+++ EXTRACT TO READ +++

Do I need to go back to work after I’ve been vaccinated?

Mass COVID-19 vaccinations are quickly becoming a reality as states and local municipalities continue to vaccinate first responders, educators, and health care workers.

Most states have policies and procedures to disseminate the vaccine to those most vulnerable down to the average healthy American. 

The timeline for the general population to have access to the vaccine is quickly approaching, and some estimates indicate it could be widely available as soon as late February or early March 2021

The countdown to immunity

There are currently two primary vaccines making their rounds to the first groups of patients. The Pfizer vaccine recorded an impressive 95% efficacy rate and the Moderna vaccine came in slightly lower at 94.1% efficacy for COVID-19. 

Each of these vaccines are more effective against their target virus than the common flu vaccine which is only 40% to 60% effective each year. This is a great sign and may be the first step in eradicating COVID-19 for good.

Initial studies show the Pfizer vaccine may offer immunity after the first seven days after receiving the second dose of the vaccine.

The second COVID-19 vaccine dose is administered 21 days after the first dose, which indicates the earliest you may be immune is one month after your first shot.

In contrast, the second dose of the Moderna vaccine is given 28 days after the first and may only offer immunity after 14 days after the second dose.

Even after a month, there is still a 5% to 5.9% chance you will still not be immune to COVID-19 after receiving the vaccination.

Life after receiving a vaccination

Mask mandates and current Center for Disease Control guidelines will likely remain in effect for much of 2021.

According to Dr. Timothy Brewer, a professor at the David Geffen School of Medicine at UCLA says there will be no “immediate change” in our society.

The reason for this is tied to multiple factors, including the reluctance of many to be vaccinated. According to the latest poll from Gallup, only 61% of men and 54% of women are willing to get the COVID-19 vaccine. 

That’s a far cry from the estimated 70% of the population that would either need to have recovered from COVID-19 or received immunity from the vaccine to stop the current epidemic. 

Another unknown is the length of time people will keep their immunity due to either being previously infected or from the vaccine. Ongoing studies and research will be needed before life as we knew it has any chance of returning.

In addition to the above-stated unknowns, there is also a chance the current strain of COVID-19 can mutate, rendering the current vaccines ineffective. While problematic, medical experts believe new vaccine variations could be created and adjusted more quickly than the initial COVID-19 vaccination.

Going to work after being vaccinated

Due to the unknowns, it’s likely most businesses will continue with the current restrictions until a major reduction in infections is recorded.

After receiving the vaccine, you are still susceptible to spreading and contracting the virus if your body does not create the antibodies needed to kill COVID-19 immediately. 

If you’re currently working remotely, you can expect your current employer to keep you at home for the foreseeable future, even if you have received the vaccine.

Again, this is entirely dependent upon your local restrictions and guidelines in conjunction with your company’s business practices.

Modeling best behaviors

Even if your vaccine is effective, modeling proper social distancing and CDC mask guidelines is important to guard against others becoming desensitized to the risk.

Other people will not know if you have been vaccinated, and we want to avoid unsafe trends that put our most vulnerable at increased risk.

+++

> [WHAT IS EXPECTED] Copy the passage from the article on working after COVID-19 vaccination word for word, from "After receiving the vaccine, you" to "company’s business practices.".

+++ RECORDS SHOWN +++

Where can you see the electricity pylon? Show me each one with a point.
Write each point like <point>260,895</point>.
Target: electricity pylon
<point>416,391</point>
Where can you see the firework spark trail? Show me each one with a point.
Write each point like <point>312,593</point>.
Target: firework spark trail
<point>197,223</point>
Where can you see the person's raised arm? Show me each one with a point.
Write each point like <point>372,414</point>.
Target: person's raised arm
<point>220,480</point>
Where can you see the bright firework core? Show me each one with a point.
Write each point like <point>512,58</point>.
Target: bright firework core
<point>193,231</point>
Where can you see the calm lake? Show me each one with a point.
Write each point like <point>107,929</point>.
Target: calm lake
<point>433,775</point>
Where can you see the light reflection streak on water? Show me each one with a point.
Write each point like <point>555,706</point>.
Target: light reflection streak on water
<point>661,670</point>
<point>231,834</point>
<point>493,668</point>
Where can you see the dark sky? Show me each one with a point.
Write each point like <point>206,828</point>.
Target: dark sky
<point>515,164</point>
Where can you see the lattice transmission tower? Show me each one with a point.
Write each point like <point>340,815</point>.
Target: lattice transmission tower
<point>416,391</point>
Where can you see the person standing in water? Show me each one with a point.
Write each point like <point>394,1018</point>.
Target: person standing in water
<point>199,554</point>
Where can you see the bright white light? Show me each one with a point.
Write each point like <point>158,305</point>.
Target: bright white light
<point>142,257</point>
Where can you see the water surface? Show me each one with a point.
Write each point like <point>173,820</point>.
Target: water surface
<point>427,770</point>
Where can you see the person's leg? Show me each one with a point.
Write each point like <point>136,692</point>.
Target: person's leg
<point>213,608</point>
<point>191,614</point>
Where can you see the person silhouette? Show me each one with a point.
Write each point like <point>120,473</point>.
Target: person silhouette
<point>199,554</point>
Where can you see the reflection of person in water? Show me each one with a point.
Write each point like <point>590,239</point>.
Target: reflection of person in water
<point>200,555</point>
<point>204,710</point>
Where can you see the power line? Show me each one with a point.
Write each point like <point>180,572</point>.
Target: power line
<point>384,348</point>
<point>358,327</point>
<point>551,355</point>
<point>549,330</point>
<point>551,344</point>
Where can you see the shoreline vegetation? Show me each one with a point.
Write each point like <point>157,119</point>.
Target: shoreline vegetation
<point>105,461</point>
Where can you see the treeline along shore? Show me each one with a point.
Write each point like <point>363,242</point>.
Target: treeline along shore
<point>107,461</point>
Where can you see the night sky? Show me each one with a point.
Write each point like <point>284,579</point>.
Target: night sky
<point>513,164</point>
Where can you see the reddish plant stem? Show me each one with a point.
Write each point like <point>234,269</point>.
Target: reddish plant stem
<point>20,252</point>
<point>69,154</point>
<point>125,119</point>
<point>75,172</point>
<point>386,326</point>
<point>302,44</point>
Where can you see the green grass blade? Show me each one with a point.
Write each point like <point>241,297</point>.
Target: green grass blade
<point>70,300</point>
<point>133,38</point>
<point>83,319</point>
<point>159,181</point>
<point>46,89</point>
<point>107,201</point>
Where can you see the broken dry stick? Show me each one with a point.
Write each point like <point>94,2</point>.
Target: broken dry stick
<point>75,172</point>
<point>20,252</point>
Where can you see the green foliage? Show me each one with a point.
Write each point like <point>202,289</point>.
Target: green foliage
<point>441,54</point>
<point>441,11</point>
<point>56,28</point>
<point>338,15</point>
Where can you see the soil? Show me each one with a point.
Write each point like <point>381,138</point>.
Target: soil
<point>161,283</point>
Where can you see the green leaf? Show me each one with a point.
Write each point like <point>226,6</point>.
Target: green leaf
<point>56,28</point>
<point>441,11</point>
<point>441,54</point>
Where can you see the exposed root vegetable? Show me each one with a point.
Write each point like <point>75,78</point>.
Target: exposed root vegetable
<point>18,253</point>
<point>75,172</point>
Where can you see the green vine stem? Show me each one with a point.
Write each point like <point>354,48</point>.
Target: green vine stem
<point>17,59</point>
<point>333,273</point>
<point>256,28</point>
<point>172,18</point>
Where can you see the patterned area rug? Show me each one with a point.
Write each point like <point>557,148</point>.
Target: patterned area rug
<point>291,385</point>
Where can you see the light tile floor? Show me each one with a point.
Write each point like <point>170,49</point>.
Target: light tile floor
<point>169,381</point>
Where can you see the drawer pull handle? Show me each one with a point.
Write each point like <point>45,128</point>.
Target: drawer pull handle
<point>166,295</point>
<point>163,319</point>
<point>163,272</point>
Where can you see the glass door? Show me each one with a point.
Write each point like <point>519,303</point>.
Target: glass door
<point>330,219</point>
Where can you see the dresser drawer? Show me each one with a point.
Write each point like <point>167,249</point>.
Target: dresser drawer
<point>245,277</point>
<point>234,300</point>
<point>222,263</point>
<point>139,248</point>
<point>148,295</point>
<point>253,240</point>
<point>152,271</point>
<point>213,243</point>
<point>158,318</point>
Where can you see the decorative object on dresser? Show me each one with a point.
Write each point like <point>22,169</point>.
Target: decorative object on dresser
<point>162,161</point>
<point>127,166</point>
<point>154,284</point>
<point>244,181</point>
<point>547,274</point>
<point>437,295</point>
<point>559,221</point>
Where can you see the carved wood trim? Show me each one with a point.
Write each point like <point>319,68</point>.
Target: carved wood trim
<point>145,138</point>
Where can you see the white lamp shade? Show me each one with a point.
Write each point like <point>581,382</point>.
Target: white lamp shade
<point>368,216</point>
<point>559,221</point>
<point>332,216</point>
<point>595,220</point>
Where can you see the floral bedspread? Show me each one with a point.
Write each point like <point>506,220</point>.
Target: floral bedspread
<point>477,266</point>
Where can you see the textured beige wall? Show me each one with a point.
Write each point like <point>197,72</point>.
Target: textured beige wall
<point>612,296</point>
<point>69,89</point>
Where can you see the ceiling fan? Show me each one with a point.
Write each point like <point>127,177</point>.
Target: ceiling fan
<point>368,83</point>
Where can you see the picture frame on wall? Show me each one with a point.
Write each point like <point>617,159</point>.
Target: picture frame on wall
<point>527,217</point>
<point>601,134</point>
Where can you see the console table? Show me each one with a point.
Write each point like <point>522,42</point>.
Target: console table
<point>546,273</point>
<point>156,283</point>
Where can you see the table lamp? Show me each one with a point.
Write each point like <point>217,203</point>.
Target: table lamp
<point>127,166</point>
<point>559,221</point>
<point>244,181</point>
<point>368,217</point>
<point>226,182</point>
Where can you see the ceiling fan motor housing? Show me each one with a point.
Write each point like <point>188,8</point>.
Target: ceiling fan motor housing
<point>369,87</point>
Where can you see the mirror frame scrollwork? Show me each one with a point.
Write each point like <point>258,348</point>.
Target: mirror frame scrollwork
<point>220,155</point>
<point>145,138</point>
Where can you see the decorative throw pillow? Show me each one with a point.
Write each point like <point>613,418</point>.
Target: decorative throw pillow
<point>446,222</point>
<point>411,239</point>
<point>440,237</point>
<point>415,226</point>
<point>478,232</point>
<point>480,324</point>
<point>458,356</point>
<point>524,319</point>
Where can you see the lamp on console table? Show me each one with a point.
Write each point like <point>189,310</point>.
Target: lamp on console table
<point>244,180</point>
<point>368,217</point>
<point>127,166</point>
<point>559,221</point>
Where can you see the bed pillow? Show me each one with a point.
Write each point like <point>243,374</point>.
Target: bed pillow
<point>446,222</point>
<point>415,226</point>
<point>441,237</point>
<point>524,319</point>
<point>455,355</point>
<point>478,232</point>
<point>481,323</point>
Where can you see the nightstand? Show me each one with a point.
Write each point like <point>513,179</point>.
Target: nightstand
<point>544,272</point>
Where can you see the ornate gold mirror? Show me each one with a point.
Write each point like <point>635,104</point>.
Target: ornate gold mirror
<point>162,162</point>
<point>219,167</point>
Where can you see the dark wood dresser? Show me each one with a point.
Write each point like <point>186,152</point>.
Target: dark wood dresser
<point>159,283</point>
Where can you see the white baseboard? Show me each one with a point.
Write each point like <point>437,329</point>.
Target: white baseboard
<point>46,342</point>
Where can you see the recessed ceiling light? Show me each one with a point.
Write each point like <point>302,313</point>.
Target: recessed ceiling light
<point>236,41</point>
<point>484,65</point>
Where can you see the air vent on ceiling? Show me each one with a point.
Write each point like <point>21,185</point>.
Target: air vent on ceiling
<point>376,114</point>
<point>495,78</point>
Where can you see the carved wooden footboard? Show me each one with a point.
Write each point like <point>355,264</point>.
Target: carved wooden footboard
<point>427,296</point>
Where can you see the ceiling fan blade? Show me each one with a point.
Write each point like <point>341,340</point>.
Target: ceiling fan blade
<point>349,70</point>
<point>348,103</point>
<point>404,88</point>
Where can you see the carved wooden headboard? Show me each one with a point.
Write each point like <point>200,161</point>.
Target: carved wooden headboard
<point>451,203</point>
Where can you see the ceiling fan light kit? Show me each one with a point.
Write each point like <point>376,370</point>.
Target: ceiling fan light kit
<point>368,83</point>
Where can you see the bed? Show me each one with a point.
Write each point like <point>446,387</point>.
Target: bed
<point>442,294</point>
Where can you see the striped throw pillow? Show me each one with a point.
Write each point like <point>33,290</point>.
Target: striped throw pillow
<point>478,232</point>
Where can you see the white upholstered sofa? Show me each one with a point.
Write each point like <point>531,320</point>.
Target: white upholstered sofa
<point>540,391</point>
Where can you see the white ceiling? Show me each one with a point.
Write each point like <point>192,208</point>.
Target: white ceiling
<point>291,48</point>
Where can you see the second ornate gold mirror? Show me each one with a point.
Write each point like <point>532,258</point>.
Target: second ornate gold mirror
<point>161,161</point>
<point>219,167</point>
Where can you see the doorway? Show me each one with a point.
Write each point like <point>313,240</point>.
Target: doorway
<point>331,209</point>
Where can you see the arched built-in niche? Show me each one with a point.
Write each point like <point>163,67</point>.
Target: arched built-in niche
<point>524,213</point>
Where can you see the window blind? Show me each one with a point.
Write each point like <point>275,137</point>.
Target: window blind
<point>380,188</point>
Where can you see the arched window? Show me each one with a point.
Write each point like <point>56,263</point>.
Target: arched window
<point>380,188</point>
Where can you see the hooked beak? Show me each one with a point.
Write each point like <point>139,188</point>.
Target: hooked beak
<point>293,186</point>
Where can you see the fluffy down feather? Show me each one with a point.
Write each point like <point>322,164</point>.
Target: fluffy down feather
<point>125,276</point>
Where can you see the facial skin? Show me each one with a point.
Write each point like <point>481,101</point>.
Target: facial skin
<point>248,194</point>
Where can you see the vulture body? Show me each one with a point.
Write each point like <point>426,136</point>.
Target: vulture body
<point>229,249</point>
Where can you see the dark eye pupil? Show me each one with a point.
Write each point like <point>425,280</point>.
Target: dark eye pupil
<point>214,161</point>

+++

> [RESPONSE BOX]
After receiving the vaccine, you are still susceptible to spreading and contracting the virus if your body does not create the antibodies needed to kill COVID-19 immediately. 

If you’re currently working remotely, you can expect your current employer to keep you at home for the foreseeable future, even if you have received the vaccine.

Again, this is entirely dependent upon your local restrictions and guidelines in conjunction with your company’s business practices.